- [Text excerpt]
Changelog¶

0.6.1 (2025-06-17)¶

Added¶

core.cuda_free and core.cuda_host_free for freeing CUDA device and host memory
core.allocate_to_device and core.free_device_ptrs for managing CUDA device memory

Fixed¶

TRTEngine: Correctly reset input bindings when using direct_exec or raw_exec

0.6.0 (2025-06-16)¶

Added¶

TensorRT-based image preprocessing pipeline (impls.yolo._preprocessors._trt) * Automatically falls back to CUDA or CPU preprocessors when unsupported
Engine cache utilities (core.cache) enabling on-disk reuse of timing caches and faster start-up
Just-In-Time kernel generation via _jit module and --jit CLI flag
Managed (Unified) CUDA memory option for TRTEngine
Device-specific DLA core selection through --dla-core flag
Faster scale-swap-transpose (SST) CUDA kernel implementation
Multi-stream and live-webcam demo applications residing in demos/
Alternative preprocessing methods measured in benchmarking
Additional verbose / debug CLI flags and richer inspect command output

Changed¶

Lazy loading of TensorRT plugins and YOLO preprocessors reduces import overhead
Default host-side memory allocator uses pagelocked memory for all allocations; managed memory enabled by additional flag.

- [Recorded information]
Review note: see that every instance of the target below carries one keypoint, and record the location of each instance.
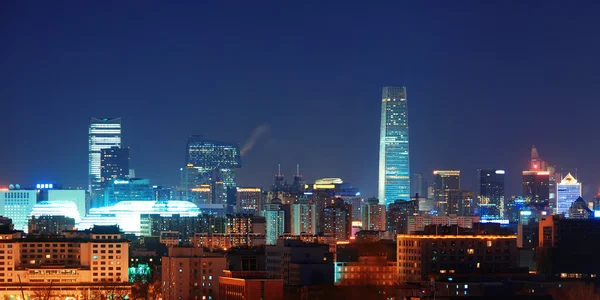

- [Set problem A] In the changelog, which CLI flag selects the DLA core?
- [Set problem B] Copy the passage of the changelog from "TensorRT-based image preprocessing" up to and including "by additional flag.".

- [Task result A] The --dla-core flag selects the DLA core.

- [Task result B]
TensorRT-based image preprocessing pipeline (impls.yolo._preprocessors._trt) * Automatically falls back to CUDA or CPU preprocessors when unsupported
Engine cache utilities (core.cache) enabling on-disk reuse of timing caches and faster start-up
Just-In-Time kernel generation via _jit module and --jit CLI flag
Managed (Unified) CUDA memory option for TRTEngine
Device-specific DLA core selection through --dla-core flag
Faster scale-swap-transpose (SST) CUDA kernel implementation
Multi-stream and live-webcam demo applications residing in demos/
Alternative preprocessing methods measured in benchmarking
Additional verbose / debug CLI flags and richer inspect command output

Changed¶

Lazy loading of TensorRT plugins and YOLO preprocessors reduces import overhead
Default host-side memory allocator uses pagelocked memory for all allocations; managed memory enabled by additional flag.